» Data shown
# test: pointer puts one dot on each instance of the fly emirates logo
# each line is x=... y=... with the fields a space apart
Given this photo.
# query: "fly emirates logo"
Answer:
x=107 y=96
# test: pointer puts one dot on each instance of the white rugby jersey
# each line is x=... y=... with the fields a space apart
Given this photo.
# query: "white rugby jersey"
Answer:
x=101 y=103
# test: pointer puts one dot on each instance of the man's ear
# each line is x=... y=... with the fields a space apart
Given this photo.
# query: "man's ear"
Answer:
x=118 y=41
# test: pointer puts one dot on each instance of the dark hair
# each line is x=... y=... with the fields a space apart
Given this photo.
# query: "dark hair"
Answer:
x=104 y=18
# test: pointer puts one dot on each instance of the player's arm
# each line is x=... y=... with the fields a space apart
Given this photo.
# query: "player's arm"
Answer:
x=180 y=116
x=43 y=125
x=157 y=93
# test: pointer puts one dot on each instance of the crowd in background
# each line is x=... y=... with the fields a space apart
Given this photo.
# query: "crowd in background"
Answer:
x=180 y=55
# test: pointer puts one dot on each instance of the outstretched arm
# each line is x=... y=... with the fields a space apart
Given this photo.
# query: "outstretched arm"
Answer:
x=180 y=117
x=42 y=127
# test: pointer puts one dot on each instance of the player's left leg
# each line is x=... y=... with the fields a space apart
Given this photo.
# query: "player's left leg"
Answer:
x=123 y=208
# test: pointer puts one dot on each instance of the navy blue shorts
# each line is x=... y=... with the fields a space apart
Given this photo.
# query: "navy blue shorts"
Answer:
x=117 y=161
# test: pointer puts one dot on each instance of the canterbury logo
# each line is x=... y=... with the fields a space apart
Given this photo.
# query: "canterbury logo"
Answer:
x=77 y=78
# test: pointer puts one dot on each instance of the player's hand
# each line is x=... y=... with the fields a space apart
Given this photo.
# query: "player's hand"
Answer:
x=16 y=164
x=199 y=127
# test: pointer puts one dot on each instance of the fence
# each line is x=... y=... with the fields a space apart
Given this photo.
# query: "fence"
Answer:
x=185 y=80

» Exercise instructions
Look through the entries above and copy each line that has "shorts" in it.

» Solution
# test: pointer puts one dot on each instance of the navy blue shorts
# query: "navy blue shorts"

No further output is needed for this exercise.